**EXERCISE PROMPT**: Turn the lines of the listing below, starting at the line containing "Question. Indicate the dealership" and ending at the line containing "x=619 y=358", into a numbered list with blank lines left out.

>> start STORED DATA

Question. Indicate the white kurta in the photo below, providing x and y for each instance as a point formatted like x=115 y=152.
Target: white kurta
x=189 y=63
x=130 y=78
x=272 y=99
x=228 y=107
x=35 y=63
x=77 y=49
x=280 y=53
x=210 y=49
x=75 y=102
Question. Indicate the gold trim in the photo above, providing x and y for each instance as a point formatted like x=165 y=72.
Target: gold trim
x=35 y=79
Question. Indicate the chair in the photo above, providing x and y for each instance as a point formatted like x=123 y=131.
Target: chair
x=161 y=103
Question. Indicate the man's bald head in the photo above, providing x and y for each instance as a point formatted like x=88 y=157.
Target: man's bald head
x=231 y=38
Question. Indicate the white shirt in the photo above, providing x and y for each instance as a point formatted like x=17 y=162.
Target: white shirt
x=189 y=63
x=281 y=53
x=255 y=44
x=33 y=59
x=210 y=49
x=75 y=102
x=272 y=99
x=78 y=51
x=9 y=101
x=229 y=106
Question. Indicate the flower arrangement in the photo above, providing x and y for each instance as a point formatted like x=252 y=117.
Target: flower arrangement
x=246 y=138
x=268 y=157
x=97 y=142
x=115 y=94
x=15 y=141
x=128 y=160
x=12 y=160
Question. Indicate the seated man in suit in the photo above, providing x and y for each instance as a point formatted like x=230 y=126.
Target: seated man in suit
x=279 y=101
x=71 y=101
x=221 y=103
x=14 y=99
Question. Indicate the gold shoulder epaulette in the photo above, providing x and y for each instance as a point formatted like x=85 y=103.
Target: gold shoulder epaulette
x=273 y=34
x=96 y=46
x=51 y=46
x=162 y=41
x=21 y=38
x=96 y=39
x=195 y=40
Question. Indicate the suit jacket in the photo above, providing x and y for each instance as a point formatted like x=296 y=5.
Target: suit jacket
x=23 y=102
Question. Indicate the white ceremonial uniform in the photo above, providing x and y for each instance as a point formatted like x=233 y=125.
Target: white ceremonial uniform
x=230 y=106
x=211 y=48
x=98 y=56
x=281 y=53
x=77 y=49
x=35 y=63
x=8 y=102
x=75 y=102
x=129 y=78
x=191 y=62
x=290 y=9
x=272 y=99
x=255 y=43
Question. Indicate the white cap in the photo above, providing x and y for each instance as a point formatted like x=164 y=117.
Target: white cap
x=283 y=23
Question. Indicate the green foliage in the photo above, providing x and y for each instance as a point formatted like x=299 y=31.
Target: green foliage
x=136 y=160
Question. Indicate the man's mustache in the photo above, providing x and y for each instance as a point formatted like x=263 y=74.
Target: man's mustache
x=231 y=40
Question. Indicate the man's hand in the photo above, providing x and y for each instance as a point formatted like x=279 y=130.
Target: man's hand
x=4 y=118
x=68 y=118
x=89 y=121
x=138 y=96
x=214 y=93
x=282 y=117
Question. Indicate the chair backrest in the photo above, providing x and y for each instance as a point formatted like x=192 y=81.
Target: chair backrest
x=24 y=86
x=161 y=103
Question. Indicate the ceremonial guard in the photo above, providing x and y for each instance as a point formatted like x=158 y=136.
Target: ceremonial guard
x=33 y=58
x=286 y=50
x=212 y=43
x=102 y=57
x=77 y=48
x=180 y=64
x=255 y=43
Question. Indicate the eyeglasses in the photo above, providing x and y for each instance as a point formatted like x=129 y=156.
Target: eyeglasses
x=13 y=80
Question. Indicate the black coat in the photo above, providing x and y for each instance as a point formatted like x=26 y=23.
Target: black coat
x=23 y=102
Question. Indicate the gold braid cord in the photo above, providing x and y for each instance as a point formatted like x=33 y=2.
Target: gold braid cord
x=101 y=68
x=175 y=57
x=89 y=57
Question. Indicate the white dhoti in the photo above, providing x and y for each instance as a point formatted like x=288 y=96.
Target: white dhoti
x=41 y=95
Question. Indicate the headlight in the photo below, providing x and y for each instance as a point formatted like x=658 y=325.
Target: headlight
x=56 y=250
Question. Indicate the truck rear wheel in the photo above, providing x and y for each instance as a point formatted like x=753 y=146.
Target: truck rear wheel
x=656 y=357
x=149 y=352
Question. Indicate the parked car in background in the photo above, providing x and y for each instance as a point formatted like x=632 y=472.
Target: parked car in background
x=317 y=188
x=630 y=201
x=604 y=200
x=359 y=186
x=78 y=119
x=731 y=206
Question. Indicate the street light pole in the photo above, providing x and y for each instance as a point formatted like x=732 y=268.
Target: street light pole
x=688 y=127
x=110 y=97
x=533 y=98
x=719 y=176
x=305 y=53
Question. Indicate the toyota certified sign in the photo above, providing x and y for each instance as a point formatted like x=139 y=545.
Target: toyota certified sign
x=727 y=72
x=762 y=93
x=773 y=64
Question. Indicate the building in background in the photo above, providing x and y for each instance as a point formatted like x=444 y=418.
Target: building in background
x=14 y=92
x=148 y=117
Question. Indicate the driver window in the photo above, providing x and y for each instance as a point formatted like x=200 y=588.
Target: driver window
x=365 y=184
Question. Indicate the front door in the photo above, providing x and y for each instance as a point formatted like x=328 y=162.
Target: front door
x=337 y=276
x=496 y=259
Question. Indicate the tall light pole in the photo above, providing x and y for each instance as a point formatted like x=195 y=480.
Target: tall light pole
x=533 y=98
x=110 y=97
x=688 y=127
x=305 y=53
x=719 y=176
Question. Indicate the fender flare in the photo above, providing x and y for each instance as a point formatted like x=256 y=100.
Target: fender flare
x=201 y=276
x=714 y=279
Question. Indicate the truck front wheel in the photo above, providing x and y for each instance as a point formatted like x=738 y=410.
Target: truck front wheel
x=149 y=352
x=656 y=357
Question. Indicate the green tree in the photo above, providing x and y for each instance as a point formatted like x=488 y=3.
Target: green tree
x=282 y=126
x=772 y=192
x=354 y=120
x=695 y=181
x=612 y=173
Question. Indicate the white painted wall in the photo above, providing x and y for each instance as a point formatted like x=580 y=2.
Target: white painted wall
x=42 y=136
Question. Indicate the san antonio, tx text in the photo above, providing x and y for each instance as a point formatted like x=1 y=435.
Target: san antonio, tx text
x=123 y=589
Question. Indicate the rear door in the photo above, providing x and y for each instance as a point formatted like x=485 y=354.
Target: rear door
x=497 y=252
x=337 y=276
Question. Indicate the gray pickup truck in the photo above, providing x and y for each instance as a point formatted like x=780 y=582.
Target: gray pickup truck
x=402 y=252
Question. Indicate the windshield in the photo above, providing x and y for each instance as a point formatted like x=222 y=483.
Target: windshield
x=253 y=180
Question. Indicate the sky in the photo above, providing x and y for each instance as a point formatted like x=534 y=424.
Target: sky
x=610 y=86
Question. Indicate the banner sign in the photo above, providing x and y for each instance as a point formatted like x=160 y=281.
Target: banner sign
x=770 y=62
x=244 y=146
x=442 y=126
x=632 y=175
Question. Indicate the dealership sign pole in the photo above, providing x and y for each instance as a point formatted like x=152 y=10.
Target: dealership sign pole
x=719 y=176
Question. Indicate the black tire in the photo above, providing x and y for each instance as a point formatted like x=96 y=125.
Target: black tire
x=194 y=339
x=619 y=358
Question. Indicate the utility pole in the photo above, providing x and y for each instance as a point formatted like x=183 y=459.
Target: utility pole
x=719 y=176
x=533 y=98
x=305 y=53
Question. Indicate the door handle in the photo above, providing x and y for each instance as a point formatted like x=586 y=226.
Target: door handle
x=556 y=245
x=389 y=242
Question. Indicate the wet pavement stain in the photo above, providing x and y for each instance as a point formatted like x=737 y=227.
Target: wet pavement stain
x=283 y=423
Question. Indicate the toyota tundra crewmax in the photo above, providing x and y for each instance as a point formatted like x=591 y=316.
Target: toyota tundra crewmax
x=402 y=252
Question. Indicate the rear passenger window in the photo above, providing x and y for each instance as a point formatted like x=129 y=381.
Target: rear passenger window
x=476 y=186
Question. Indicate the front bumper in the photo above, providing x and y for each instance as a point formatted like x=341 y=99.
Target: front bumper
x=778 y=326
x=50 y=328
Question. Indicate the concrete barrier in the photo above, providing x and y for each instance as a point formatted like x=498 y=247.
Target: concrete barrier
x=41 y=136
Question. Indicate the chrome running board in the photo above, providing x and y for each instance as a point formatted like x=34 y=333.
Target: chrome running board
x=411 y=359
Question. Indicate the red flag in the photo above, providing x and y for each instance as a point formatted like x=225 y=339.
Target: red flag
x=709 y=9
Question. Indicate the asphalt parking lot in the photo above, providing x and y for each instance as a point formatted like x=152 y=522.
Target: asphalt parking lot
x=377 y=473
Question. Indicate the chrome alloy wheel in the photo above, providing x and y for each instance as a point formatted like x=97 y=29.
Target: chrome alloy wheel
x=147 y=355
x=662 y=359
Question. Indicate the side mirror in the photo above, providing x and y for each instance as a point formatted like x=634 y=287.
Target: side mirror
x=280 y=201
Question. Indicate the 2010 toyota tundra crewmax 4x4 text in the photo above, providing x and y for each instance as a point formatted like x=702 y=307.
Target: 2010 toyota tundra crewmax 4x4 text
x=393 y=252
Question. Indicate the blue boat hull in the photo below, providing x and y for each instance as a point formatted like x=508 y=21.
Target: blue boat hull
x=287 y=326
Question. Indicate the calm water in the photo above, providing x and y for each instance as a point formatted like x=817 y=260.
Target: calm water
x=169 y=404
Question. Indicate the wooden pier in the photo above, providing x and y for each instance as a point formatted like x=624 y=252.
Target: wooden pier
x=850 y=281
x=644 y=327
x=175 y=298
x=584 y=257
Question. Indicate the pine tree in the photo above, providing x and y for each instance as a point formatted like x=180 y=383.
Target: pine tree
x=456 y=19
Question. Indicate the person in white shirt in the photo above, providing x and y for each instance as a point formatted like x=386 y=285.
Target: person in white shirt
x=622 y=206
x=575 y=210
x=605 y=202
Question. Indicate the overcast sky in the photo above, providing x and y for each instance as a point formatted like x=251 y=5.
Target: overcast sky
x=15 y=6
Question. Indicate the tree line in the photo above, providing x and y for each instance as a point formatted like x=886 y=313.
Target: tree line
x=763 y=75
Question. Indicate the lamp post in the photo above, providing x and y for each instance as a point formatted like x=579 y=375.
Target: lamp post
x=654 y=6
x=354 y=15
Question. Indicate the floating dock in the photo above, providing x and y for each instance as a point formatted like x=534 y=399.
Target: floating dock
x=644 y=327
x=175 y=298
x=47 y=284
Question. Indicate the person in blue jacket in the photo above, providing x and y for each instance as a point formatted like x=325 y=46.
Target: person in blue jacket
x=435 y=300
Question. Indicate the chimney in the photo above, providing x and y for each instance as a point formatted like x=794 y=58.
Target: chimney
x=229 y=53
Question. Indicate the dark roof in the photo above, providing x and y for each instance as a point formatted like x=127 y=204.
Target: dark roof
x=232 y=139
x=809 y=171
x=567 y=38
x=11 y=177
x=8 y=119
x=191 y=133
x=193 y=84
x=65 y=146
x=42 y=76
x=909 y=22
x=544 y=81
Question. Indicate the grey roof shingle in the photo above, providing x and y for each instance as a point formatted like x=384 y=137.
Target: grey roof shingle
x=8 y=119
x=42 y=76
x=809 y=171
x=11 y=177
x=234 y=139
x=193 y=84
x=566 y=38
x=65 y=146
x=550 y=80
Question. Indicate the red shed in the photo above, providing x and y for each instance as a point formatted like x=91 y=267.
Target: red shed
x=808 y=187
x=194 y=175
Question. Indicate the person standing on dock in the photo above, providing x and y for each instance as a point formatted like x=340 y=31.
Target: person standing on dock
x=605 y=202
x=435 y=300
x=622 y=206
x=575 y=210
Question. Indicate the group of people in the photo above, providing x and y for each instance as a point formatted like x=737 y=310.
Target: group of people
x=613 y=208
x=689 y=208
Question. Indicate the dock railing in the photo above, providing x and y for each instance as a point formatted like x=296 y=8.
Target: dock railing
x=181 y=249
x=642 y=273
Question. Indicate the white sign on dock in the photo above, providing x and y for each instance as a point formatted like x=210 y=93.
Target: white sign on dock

>> end STORED DATA

**WORKED SOLUTION**:
1. Question. Indicate the dealership sign pole in the photo above, providing x and y for each instance as a point formatted like x=152 y=10.
2. Target: dealership sign pole
3. x=719 y=176
4. Question. Indicate the black tire in the photo above, providing x and y for each instance as a point formatted like x=96 y=125.
5. Target: black tire
6. x=194 y=339
7. x=619 y=358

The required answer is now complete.